■ **Task statement**
Given the material below, output exactly the lines from the line with "lookup fire truck ladder" to the line with "lookup fire truck wheel", both ends included, and no other lines.

■ **Data for review**
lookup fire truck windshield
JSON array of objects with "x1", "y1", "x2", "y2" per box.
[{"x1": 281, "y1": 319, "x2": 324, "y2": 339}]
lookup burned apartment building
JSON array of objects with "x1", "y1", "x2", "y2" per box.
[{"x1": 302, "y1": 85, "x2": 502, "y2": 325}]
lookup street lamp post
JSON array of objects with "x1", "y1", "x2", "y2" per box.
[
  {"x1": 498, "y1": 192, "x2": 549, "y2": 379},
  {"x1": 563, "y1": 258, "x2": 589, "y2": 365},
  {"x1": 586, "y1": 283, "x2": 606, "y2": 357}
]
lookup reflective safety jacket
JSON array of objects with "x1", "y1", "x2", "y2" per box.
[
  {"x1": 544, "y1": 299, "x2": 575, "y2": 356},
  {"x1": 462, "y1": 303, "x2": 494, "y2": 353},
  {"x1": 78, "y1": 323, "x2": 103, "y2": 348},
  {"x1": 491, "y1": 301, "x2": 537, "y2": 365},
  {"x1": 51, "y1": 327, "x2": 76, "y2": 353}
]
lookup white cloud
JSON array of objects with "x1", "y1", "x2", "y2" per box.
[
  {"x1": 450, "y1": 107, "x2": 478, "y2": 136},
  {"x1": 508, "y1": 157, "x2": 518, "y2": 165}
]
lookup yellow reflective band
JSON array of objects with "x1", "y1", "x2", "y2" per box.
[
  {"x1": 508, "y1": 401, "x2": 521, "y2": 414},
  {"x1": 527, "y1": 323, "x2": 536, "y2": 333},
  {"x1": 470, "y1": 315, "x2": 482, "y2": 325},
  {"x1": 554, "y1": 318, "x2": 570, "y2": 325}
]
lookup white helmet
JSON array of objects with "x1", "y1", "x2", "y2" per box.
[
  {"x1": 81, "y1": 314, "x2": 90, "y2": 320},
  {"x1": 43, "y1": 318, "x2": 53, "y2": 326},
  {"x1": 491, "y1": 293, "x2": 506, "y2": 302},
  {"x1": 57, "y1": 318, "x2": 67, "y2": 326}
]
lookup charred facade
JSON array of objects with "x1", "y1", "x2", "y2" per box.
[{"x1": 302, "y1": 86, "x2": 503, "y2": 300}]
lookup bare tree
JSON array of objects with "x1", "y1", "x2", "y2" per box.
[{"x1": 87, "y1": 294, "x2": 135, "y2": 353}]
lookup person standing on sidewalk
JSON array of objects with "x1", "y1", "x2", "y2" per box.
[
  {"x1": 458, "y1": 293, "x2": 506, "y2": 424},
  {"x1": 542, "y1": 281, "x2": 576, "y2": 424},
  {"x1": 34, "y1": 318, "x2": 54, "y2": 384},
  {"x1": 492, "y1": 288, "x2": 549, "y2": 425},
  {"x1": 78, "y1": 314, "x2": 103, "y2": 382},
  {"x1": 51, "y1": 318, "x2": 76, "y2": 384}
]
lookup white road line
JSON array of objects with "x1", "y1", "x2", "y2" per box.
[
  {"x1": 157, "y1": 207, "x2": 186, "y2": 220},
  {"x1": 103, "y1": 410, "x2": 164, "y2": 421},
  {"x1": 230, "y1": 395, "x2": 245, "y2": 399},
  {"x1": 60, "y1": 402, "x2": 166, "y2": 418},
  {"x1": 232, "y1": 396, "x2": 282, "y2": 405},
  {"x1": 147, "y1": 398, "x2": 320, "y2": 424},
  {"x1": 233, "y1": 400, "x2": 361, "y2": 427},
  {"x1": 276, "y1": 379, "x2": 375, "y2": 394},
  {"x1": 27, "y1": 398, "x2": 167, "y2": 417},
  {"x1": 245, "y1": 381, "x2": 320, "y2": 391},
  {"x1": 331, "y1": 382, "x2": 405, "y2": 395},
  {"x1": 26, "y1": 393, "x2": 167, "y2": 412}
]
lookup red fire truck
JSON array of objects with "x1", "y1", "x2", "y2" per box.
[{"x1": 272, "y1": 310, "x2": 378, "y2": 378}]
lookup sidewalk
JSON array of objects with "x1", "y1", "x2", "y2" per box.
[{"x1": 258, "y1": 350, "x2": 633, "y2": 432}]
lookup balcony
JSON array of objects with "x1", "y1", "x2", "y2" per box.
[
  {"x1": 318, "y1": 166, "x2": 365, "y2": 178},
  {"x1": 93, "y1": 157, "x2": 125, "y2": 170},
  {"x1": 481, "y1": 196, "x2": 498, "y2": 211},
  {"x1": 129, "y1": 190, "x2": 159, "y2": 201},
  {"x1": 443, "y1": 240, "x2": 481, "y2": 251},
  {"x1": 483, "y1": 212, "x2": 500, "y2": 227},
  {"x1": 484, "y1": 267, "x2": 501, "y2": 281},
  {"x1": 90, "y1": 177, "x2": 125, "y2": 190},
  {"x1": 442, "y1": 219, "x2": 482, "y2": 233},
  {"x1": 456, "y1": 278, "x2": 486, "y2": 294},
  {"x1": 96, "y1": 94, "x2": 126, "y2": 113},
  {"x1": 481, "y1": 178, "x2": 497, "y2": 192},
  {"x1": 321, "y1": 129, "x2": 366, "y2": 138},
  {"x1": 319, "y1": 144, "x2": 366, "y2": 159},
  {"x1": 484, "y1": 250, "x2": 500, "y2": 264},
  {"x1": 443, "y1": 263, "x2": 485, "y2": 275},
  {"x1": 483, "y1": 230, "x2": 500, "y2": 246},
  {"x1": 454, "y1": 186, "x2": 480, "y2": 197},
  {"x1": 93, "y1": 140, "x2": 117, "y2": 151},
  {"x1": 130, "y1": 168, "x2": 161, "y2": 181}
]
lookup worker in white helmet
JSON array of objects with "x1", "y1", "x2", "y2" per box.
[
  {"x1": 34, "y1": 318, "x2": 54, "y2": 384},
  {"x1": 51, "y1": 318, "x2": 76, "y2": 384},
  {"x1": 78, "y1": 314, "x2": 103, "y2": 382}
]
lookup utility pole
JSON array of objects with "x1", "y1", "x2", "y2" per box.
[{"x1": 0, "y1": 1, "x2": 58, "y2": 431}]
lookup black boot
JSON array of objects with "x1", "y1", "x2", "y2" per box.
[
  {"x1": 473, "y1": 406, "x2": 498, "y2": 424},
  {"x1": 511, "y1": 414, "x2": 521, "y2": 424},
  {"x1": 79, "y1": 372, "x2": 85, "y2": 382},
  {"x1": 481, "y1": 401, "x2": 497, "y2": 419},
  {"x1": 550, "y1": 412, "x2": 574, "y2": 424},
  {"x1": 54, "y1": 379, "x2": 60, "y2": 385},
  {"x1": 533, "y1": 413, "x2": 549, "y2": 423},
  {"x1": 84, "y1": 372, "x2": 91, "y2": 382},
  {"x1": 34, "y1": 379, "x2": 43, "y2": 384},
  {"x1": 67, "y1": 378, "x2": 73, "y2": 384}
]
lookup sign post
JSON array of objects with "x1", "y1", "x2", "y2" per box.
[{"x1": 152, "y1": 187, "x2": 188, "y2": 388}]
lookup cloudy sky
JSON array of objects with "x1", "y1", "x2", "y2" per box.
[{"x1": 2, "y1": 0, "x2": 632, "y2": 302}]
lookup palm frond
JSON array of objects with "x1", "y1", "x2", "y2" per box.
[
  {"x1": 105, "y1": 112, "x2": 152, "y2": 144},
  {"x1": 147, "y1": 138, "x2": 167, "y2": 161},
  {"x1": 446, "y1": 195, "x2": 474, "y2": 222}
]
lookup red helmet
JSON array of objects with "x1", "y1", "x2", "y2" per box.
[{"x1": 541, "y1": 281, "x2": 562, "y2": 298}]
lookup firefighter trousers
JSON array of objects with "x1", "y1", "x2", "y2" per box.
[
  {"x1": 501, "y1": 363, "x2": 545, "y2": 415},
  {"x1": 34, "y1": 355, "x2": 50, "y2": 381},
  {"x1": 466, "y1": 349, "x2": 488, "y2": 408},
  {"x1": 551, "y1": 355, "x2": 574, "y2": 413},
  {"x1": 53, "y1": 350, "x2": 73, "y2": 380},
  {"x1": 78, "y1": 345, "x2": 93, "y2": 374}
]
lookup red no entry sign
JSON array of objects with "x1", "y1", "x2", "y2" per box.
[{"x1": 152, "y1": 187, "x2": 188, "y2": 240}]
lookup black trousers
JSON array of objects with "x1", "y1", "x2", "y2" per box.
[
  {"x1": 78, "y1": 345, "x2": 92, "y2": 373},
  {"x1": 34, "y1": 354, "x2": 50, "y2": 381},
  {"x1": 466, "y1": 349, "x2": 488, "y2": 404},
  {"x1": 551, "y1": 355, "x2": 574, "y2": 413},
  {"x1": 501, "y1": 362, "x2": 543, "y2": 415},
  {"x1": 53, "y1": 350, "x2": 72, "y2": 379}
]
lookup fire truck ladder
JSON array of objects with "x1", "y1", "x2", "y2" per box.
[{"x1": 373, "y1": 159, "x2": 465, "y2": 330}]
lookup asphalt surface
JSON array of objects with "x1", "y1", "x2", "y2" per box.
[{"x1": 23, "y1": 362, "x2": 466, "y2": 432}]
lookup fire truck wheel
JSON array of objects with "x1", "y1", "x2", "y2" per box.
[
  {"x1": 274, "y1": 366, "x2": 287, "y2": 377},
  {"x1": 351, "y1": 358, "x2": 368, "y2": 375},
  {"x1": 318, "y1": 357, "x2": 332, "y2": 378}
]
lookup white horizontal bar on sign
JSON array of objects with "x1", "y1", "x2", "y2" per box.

■ **Task answer**
lookup fire truck ladder
JSON array of objects with "x1", "y1", "x2", "y2" per box.
[{"x1": 373, "y1": 159, "x2": 465, "y2": 330}]
lookup asphalt surface
JSON array of objects with "x1", "y1", "x2", "y2" per box.
[{"x1": 23, "y1": 362, "x2": 466, "y2": 432}]
lookup fire truck wheel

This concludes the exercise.